§ What the task asks
Please list every line of the records below that contains the word "grassy", copying each line in full. Case counts.

[Dataset records]

__________

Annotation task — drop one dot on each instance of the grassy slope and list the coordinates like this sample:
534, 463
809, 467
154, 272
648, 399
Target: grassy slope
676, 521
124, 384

__________

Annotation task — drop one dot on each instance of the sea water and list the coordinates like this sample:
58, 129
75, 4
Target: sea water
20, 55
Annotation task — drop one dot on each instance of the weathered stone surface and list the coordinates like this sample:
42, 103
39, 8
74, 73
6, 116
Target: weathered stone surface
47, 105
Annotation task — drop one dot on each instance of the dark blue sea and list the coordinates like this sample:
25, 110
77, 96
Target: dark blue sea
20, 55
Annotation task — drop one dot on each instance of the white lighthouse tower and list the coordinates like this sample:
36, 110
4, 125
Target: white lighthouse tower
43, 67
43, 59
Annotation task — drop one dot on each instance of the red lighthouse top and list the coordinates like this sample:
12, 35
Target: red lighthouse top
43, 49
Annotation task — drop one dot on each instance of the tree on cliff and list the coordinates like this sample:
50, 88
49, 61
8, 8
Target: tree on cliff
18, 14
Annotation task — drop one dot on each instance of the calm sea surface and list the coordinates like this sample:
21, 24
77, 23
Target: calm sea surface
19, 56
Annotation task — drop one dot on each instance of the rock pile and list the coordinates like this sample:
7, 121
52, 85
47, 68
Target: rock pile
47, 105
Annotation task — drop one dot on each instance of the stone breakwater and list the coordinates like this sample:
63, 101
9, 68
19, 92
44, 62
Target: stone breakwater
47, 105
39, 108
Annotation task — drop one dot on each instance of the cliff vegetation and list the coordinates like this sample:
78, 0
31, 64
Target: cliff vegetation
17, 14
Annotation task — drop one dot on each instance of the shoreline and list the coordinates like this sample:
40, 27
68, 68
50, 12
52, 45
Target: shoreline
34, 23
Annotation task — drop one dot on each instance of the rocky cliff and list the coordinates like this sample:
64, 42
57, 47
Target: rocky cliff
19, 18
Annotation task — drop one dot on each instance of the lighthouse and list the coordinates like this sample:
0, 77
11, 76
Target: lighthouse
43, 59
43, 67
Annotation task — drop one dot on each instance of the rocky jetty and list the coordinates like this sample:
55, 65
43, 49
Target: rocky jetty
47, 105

__________

§ Expected answer
Annotation task — drop one dot on each instance of the grassy slope and list the coordinates like this sample:
Target: grassy slope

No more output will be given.